From the forum post below on finding nested polynomials with pyparsing, set down the stretch from "thecontent = pyparsing.Word(pyparsing.alphanums)" through "replacement with pyparsing?" word for word.

(Selected excerpt):
——
Pyparsing - Finding Nested Polynomials

Question

I'm searching through some algebra and trying to match all expressions of the form:

(subexp)^C

Where C is an integer and subexp can be one of two things:

a) it can be another expression of the form (subexp)^C b) It can be an expression of the form var1 op var2 op var3 ... op varn

where a var is of the form letters numbers, such as l2, cd3, hello53, etc. and an op is either -, *, or +. This second option can also have terms grouped by parens.

(There is no whitespace, I've just added whitespace above some places for clarity)

So, as an example:

(a12 + c33 + d34)^2
(a12 * c33 +-d34)^2
((a12 * c33)^5 + c3)^2

etc.

Expressions of this form will be embedded in a line of text. I need to find all instances of (subexp)^C, and replace them with pow(subexp, C). In short, I'm trying to convert some computer algebra to functioning C code.

I was originally doing this with regexp, but realized it wasn't a regular expression. For non-nested cases, the regexp is:

line = re.sub(r'\(([a-zA-Z_]+[0-9]+\+?-?\*?)+\)\^[0-9]+', replace_with_pow, line)

Here line is the line with the embedded polynomials, and replace_with_pow is the function that does replacement.

Unfortunately, when expressions can become nested, it's a CFG.

I have looked into pyparsing but have found the examples to be, well, difficult to parse, and the documentation lacking. That seems to be the recommended library though.

Can anyone provide an example script of how to find nested expressions and replace them? (It can be for a simplified problem if you'd like I can build off it)

EDIT: Update: with pyparsing, I can now parse all nested expressions that have the form { stuff ( ...)^C stuff }, using the following code:

closing = pyparsing.Word( ")^" + pyparsing.nums )
thecontent = pyparsing.Word(pyparsing.alphanums) | '+' | '-' | '*' | ',' 
parens     = pyparsing.nestedExpr( '(', closing, content=thecontent)

thecontent2 = thecontent | parens
parens2 = pyparsing.nestedExpr('{', '}', content=thecontent2)

res = parens2.parseString("{sdf(a + (a + b)^5 + c)asdf}")

This brings me to two questions:

a) when I have matched my ^5, the parser consumes it. How can I extract the ^5? b) Is there a quick / easy way to do replacement with pyparsing?
——
(Given records):
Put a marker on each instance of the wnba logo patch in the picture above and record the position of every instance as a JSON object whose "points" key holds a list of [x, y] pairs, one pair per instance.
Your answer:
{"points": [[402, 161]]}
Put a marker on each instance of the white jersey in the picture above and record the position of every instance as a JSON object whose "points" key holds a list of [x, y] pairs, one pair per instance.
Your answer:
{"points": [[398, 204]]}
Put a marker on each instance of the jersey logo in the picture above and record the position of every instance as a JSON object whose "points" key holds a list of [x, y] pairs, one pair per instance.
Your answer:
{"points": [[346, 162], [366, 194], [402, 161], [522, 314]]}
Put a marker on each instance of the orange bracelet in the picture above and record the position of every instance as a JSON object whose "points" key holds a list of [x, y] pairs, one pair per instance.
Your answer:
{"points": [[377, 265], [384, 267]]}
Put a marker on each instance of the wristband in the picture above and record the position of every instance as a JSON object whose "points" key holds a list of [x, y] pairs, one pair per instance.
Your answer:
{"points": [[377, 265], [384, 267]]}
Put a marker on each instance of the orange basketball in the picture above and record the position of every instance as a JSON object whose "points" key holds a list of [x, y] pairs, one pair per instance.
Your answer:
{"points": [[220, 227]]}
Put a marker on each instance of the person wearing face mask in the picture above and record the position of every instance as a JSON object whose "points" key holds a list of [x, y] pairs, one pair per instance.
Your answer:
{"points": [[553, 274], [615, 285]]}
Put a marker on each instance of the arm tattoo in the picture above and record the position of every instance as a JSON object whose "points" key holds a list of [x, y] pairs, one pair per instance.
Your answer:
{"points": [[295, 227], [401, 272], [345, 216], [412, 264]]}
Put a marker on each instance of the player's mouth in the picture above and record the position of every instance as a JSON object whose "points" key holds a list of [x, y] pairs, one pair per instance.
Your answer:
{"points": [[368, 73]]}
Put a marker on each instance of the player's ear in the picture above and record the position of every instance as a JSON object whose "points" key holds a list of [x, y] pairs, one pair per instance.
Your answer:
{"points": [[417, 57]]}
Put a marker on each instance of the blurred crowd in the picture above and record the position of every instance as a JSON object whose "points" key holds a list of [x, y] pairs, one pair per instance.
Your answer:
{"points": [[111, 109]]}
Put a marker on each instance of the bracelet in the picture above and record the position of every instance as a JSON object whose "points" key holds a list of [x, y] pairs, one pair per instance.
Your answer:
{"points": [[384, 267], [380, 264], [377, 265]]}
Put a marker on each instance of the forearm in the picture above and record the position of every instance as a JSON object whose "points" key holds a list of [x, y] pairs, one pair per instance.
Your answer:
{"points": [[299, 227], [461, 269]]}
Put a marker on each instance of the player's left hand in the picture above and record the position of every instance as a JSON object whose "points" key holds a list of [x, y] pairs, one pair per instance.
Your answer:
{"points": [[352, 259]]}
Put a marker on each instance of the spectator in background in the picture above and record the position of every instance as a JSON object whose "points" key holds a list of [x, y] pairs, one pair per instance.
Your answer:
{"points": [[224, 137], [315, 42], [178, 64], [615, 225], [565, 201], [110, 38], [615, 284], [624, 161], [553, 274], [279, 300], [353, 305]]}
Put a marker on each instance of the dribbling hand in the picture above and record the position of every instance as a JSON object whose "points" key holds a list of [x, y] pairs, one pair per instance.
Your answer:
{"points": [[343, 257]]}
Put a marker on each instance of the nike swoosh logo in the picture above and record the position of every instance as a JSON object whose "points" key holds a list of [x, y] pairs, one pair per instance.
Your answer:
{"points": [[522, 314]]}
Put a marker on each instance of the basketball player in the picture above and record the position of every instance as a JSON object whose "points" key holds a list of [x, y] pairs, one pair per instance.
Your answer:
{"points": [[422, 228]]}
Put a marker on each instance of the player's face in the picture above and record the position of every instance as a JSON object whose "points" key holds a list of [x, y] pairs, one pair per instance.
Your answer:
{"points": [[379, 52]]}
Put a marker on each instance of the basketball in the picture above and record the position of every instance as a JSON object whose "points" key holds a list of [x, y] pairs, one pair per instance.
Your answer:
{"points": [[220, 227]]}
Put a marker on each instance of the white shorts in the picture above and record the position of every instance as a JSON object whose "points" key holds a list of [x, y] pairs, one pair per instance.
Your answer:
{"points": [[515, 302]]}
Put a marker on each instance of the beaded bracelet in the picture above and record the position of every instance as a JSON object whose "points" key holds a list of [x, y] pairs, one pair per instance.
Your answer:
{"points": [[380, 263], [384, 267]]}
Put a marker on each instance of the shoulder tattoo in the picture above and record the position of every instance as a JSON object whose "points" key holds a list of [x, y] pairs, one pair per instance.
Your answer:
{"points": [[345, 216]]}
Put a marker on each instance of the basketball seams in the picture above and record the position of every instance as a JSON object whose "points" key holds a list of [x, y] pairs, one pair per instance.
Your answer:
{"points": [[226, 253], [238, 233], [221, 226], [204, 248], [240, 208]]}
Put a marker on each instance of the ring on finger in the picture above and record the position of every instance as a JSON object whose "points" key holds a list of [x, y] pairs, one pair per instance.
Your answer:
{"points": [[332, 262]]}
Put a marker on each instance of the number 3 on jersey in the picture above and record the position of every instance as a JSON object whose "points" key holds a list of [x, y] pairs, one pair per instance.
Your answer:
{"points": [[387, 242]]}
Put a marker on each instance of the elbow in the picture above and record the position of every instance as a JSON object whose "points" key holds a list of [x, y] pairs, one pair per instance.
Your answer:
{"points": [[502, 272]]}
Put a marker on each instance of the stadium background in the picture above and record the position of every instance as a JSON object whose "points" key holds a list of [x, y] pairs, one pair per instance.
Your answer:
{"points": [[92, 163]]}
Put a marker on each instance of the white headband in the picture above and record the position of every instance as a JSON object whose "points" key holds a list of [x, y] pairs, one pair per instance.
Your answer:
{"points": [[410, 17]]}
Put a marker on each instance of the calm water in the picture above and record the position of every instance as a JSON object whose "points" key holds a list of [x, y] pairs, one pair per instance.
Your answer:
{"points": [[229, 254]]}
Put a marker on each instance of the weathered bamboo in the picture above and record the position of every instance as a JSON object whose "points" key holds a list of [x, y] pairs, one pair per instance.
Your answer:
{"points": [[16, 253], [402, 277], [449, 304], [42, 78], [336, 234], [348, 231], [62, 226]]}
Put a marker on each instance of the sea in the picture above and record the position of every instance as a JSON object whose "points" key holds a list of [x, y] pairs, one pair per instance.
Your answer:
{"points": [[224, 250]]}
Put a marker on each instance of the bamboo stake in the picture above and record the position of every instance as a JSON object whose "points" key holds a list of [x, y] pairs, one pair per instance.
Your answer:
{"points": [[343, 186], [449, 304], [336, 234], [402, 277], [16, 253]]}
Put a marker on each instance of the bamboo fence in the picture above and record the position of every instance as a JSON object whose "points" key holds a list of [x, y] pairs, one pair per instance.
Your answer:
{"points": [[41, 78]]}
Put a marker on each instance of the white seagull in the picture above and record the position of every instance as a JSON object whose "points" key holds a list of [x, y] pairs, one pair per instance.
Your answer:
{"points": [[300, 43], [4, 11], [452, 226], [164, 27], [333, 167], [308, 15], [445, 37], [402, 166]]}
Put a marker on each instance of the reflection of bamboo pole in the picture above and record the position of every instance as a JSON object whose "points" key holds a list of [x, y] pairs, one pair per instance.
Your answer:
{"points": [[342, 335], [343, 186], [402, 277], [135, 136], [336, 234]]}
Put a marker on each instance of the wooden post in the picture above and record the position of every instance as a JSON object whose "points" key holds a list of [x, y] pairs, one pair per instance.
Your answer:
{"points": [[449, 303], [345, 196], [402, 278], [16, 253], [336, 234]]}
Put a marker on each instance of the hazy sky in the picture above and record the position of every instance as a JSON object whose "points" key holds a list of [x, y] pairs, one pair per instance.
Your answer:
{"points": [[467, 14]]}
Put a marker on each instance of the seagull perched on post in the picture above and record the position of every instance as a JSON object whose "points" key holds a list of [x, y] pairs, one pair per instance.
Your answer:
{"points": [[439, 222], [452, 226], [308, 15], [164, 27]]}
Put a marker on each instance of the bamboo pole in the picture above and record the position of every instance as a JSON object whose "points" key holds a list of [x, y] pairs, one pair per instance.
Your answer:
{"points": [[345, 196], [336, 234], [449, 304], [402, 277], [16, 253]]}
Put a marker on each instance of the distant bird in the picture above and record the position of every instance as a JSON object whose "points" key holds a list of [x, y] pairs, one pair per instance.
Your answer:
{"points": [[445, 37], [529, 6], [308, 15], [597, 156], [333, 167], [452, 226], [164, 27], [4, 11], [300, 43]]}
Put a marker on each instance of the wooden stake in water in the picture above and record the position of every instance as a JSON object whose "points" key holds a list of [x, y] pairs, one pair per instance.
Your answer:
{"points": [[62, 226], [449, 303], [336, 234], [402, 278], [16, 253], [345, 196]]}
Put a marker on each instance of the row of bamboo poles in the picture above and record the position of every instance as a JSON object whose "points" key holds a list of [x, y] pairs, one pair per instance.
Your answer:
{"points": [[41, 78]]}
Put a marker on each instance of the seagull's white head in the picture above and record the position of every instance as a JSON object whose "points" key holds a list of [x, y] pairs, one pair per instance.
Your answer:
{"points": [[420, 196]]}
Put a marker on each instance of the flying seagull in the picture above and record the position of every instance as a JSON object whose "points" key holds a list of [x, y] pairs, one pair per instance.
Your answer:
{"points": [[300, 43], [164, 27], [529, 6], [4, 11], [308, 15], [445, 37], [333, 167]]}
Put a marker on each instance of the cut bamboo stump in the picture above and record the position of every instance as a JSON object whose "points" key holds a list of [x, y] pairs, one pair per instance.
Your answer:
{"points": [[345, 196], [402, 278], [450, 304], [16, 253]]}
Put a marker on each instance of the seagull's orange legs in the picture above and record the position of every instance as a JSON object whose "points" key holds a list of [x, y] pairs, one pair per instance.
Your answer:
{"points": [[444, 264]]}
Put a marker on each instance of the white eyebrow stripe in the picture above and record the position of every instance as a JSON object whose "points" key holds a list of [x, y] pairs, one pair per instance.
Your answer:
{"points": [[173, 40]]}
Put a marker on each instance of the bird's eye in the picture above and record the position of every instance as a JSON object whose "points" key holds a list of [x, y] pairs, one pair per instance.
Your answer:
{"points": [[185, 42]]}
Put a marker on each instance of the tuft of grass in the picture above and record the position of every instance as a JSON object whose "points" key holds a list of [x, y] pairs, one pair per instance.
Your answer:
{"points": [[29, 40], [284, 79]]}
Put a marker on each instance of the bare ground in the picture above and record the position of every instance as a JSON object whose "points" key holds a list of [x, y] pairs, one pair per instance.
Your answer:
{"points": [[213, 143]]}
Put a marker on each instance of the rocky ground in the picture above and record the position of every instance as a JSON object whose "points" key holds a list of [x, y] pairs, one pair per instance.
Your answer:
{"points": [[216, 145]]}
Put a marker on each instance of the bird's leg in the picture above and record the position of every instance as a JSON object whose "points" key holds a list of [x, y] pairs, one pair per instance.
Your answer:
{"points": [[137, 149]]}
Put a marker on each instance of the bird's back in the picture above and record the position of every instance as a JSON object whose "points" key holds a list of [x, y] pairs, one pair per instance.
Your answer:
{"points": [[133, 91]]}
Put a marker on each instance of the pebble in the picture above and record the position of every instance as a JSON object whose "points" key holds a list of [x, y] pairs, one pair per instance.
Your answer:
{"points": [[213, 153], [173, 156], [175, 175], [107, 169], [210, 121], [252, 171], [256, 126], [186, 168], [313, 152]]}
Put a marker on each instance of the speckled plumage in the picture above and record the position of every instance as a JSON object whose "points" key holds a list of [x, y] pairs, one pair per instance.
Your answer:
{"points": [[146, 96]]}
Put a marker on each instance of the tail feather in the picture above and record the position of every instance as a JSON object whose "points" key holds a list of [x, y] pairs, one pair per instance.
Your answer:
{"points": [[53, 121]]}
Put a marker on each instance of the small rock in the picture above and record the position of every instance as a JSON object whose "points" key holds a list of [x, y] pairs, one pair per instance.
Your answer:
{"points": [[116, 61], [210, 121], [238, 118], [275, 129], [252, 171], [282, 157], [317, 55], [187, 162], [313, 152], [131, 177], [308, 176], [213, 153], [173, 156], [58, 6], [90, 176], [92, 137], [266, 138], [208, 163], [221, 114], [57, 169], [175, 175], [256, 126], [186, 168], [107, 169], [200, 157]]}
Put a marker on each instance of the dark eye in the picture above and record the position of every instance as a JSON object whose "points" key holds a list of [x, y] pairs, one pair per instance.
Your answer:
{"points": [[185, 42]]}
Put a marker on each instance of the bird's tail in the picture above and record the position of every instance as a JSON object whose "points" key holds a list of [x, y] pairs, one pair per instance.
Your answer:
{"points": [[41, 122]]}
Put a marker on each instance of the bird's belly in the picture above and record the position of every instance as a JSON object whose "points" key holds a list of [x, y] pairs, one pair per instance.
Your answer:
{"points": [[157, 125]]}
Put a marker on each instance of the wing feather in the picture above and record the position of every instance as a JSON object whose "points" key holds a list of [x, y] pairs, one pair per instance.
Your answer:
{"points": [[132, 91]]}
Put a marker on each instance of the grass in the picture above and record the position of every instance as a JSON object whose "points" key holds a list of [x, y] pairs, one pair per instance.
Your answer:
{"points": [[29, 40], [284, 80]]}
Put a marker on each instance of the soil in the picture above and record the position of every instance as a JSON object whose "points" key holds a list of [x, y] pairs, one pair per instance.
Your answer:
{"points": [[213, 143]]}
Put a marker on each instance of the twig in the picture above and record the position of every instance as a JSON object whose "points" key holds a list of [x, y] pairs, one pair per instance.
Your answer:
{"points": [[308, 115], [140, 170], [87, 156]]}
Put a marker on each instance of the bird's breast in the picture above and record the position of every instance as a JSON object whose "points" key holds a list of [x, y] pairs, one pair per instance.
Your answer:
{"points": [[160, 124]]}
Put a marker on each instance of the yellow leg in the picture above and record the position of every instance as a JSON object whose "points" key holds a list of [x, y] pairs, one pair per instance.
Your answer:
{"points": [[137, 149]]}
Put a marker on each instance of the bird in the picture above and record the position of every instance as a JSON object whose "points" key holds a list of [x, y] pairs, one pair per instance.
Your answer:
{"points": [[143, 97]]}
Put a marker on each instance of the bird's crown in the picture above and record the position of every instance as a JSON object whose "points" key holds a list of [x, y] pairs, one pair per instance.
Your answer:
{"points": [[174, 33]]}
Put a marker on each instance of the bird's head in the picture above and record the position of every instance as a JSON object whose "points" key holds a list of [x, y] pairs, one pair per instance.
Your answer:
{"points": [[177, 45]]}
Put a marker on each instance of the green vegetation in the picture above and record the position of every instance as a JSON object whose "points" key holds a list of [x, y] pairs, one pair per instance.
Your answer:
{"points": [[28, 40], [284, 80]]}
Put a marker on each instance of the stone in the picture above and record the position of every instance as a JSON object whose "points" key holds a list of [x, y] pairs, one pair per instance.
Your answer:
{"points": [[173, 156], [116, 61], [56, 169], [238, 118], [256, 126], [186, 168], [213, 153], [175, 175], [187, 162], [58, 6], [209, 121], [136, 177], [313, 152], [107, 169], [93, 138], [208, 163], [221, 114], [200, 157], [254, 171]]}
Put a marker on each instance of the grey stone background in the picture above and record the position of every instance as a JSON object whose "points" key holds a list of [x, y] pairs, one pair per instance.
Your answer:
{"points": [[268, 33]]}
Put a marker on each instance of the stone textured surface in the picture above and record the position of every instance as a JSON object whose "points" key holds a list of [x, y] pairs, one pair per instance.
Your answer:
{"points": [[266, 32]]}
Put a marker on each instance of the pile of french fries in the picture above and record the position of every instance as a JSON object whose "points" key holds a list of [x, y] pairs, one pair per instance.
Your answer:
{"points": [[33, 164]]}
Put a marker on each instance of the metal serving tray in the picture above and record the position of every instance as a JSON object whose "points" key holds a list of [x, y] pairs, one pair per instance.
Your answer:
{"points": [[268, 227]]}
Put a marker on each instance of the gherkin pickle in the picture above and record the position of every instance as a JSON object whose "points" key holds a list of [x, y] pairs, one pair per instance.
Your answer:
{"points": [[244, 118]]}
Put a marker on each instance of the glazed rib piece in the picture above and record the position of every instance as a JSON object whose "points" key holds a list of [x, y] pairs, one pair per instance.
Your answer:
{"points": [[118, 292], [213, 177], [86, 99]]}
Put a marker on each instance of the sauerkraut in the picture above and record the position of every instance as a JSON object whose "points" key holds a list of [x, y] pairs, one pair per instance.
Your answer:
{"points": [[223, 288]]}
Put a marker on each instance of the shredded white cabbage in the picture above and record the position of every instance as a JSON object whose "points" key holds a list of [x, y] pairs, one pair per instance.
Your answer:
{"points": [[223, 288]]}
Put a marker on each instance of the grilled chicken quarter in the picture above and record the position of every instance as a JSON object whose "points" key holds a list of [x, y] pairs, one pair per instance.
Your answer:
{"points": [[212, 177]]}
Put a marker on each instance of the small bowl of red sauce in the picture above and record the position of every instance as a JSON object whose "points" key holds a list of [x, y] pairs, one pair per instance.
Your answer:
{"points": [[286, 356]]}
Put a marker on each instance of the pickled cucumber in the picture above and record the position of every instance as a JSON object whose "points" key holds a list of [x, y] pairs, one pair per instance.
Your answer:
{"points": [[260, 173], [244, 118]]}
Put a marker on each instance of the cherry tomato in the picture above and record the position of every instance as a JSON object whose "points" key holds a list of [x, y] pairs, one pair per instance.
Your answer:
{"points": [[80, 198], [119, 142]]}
——
(Solved exercise):
thecontent = pyparsing.Word(pyparsing.alphanums) | '+' | '-' | '*' | ',' 
parens     = pyparsing.nestedExpr( '(', closing, content=thecontent)

thecontent2 = thecontent | parens
parens2 = pyparsing.nestedExpr('{', '}', content=thecontent2)

res = parens2.parseString("{sdf(a + (a + b)^5 + c)asdf}")

This brings me to two questions:

a) when I have matched my ^5, the parser consumes it. How can I extract the ^5? b) Is there a quick / easy way to do replacement with pyparsing?